Objectif énoncé 1:
Relevez toutes les quantités écrites en lettres dans l'extrait sur l'achat de verroterie, chacune avec le mot qui l'accompagne.
Objectif énoncé 2:
Rédigez la suite de l'extrait sur l'achat de verroterie, en reprenant après sa dernière phrase.

Extrait cité:
Mon anxiété, à ce propos, était des plus vives ; j’étudiais constamment ces noms d’objets et de mesure, dans l’espoir d’arriver si les comprendre. Je retournais dans mon esprit ces mots barbares : moukongourou, soungomazzi, kadoundougourou, moutanda, goulabio, lakhio, boubou, mérikani, hafdé, lounghio-réga, samé-samé, jusqu’à en être hors de moi-même. Finalement, j’en vins à cette conclusion qu’il me fallait par jour cinq foundos[1], c’est-à-dire cinquante khétés, ou rangs de perles d’une coudée chacun, soit trente-sept mille pour deux ans ; je pensai en outre que onze variétés pourraient me suffire. L’acquisition eut lieu d’après ce calcul, et vingt-deux sacs de verroterie des meilleures espèces, bien et dûment emballés, me furent envoyés au consulat.

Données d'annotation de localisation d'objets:
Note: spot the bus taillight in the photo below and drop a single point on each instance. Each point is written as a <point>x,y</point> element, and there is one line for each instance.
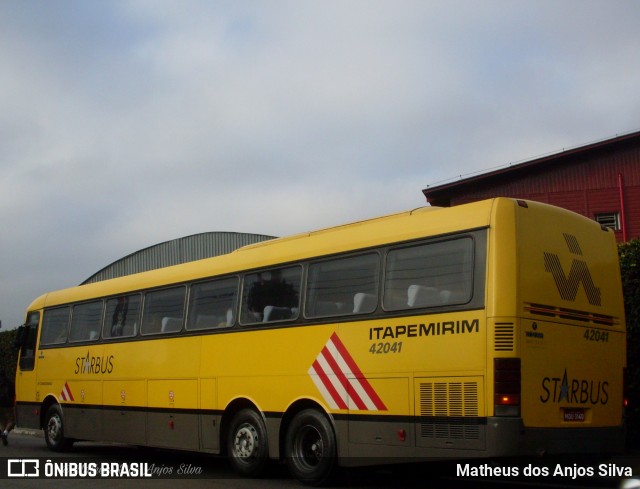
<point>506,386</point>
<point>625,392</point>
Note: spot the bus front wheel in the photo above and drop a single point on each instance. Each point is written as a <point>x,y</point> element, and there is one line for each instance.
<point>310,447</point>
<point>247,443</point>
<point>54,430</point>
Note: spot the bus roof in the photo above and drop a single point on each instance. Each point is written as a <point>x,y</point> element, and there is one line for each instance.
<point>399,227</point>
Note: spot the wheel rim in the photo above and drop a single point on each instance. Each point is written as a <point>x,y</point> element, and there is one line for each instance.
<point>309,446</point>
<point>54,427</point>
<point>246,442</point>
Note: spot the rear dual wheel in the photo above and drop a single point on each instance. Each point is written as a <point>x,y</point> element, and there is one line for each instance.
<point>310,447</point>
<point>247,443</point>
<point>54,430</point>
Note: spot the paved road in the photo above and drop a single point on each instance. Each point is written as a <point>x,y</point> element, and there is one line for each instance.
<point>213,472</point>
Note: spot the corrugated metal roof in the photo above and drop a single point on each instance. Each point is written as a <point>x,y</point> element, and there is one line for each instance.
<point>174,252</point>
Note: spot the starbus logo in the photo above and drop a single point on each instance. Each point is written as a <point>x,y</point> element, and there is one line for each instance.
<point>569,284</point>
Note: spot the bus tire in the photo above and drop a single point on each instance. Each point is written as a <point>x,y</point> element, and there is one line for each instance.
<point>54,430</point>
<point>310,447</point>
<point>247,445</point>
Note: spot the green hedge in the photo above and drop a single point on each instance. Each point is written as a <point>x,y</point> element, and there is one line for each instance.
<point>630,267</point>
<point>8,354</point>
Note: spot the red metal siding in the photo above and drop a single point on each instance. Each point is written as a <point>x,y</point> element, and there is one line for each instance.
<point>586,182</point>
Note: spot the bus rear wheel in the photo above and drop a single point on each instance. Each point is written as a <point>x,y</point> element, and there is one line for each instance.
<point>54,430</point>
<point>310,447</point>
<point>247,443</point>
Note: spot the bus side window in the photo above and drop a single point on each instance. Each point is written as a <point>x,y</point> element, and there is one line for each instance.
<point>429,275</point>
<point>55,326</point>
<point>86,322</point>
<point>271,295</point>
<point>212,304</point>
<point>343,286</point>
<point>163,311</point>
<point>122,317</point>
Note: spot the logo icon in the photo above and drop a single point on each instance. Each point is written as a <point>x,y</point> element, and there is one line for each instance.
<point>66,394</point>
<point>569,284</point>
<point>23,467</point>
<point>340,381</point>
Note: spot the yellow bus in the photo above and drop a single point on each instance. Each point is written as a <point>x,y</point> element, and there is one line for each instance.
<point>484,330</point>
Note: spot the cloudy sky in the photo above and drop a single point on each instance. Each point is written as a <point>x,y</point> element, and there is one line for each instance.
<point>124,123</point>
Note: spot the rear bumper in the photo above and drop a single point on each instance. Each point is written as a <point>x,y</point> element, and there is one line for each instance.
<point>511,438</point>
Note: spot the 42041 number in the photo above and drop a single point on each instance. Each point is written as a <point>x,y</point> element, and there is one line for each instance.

--

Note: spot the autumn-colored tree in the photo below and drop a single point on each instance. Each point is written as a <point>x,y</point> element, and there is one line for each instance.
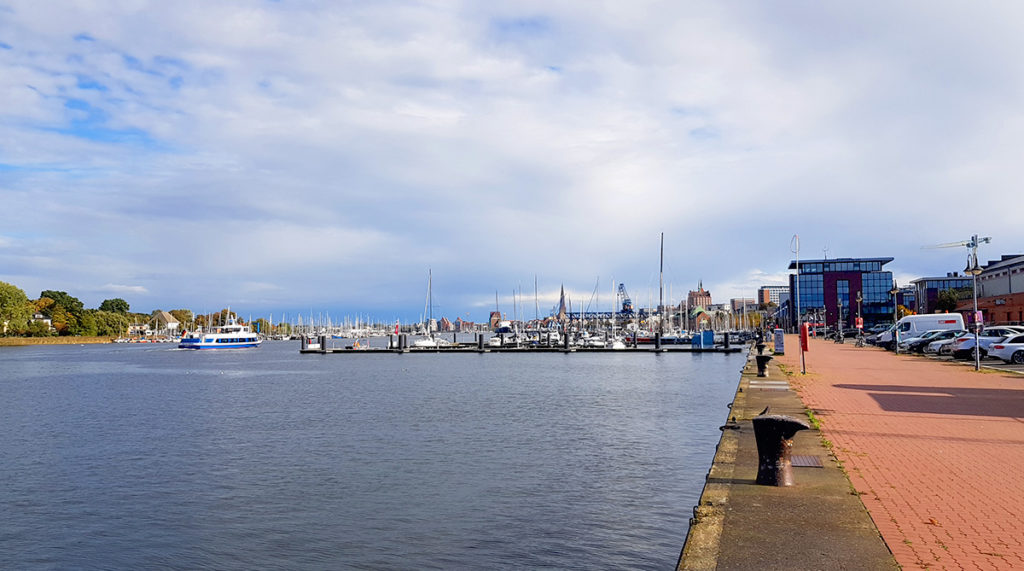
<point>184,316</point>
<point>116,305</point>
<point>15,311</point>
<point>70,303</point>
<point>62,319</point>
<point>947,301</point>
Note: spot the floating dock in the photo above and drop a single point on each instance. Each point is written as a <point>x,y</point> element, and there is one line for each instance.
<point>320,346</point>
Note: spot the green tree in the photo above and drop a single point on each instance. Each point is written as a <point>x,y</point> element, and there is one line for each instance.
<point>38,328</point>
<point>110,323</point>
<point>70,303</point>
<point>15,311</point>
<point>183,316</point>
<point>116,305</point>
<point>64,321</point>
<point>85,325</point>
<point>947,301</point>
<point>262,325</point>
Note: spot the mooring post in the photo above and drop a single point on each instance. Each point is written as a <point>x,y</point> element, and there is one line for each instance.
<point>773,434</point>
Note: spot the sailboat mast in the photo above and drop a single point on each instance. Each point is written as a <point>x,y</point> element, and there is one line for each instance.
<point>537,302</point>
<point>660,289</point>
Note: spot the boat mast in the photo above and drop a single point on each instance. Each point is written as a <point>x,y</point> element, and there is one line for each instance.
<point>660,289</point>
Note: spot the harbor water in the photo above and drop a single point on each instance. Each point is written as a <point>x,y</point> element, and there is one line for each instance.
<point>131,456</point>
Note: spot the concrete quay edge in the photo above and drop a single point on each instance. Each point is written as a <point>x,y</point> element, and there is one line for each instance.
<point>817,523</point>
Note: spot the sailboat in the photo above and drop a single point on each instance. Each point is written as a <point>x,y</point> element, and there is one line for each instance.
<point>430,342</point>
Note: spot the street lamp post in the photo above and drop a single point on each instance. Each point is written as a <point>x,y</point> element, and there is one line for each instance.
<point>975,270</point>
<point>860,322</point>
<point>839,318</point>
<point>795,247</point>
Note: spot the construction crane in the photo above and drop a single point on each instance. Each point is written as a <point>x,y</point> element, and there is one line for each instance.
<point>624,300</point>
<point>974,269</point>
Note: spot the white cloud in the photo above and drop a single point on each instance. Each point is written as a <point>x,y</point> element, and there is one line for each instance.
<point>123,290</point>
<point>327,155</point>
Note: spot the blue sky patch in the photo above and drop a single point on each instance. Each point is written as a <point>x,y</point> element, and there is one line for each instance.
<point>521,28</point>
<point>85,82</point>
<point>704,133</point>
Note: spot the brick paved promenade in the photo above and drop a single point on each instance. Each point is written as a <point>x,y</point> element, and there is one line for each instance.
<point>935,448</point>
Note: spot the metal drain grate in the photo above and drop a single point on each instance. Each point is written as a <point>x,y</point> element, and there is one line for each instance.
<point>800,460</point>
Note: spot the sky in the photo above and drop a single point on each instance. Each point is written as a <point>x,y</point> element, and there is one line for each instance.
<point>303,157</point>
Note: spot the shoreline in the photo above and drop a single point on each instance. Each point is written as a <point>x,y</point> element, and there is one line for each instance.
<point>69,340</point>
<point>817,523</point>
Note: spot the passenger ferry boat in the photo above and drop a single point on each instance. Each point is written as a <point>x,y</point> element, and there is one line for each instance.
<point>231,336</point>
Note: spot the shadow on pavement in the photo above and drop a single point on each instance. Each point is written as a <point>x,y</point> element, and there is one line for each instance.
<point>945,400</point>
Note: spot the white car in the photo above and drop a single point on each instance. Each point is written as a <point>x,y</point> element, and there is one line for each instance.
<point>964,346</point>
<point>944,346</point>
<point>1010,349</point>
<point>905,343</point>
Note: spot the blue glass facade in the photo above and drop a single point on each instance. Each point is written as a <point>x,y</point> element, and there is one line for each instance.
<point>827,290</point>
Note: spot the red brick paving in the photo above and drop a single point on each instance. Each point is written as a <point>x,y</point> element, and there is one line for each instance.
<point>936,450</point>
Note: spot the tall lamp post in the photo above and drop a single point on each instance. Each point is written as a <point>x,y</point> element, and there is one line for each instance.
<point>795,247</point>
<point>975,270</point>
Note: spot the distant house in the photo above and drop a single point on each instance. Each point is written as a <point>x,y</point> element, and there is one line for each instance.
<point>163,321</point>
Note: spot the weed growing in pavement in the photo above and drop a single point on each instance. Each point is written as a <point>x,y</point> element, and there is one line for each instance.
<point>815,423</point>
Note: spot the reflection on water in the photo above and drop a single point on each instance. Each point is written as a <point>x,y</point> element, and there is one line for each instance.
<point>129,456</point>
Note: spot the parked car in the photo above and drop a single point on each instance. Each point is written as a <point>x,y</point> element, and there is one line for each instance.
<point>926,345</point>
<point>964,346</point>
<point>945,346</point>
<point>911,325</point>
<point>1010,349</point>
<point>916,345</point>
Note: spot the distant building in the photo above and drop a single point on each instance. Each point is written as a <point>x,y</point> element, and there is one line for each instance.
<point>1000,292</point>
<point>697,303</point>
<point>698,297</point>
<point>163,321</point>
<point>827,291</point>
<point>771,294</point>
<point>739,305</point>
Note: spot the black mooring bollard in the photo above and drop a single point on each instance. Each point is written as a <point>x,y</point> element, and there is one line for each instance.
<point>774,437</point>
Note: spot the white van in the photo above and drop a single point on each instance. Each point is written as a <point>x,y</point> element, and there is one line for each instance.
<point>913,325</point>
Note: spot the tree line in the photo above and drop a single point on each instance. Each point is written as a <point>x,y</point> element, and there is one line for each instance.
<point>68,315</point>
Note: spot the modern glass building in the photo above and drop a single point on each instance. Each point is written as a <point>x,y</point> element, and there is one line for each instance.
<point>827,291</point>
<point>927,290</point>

Réponse rédigée 1:
- cinq foundos
- cinquante khétés
- une coudée
- trente-sept mille
- deux ans
- onze variétés
- vingt-deux sacs

Réponse rédigée 2:
Après la rassade, le fil métallique. Dans la zône où j’allais entrer, les grains de verre remplacent la monnaie de cuivre ; l’étoffe, la monnaie d’argent ; et au delà du Tanganika, le fil de laiton représente la monnaie d’or.

Je finis par découvrir, non sans peine, que les numéros 5 et 6, à peu près de la grosseur des fils télégraphiques, étaient les plus convenables ; et qu’avec dix frasilahs (trois cent cinquante livres de ce précieux fil, j’aurais amplement ce qui m’était nécessaire.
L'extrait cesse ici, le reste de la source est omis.